* Exercise directions *
What do the lines say from the start of the entries through the one containing "pixel 551 571"? Repeat them exactly.
___ Input records
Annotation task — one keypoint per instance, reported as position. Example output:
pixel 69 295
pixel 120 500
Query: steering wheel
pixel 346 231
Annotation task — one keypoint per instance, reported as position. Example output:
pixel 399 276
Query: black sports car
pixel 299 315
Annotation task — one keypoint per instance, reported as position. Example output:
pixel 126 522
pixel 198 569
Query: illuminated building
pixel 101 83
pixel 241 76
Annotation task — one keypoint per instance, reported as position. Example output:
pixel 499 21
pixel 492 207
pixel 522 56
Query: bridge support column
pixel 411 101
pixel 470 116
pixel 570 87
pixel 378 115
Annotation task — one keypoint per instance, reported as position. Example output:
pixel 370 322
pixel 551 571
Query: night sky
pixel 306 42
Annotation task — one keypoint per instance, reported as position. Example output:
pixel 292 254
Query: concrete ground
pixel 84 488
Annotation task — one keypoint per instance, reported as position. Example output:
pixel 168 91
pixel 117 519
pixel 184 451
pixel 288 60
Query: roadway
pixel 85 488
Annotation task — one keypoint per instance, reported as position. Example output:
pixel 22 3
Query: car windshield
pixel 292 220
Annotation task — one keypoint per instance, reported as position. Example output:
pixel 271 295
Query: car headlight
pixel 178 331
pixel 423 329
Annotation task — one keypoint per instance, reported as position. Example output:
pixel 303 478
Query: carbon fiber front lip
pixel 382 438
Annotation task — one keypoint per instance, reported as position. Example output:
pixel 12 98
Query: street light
______
* Reply to the exercise *
Annotation task — one keypoint per instance, reported as position. Example output:
pixel 69 295
pixel 120 500
Query: steering wheel
pixel 346 231
Annotation task — one keypoint per instance, reported as position. Example output:
pixel 399 276
Query: black sports car
pixel 299 315
Annotation task — one keypoint per instance, reported as position. Example output:
pixel 126 522
pixel 198 569
Query: illuminated building
pixel 101 83
pixel 241 76
Annotation task — one keypoint per instance, reported as position. Example output:
pixel 499 21
pixel 492 207
pixel 522 56
Query: bridge support column
pixel 411 101
pixel 470 116
pixel 570 87
pixel 378 115
Annotation task — one keypoint per instance, reported as position. Example output:
pixel 370 322
pixel 551 571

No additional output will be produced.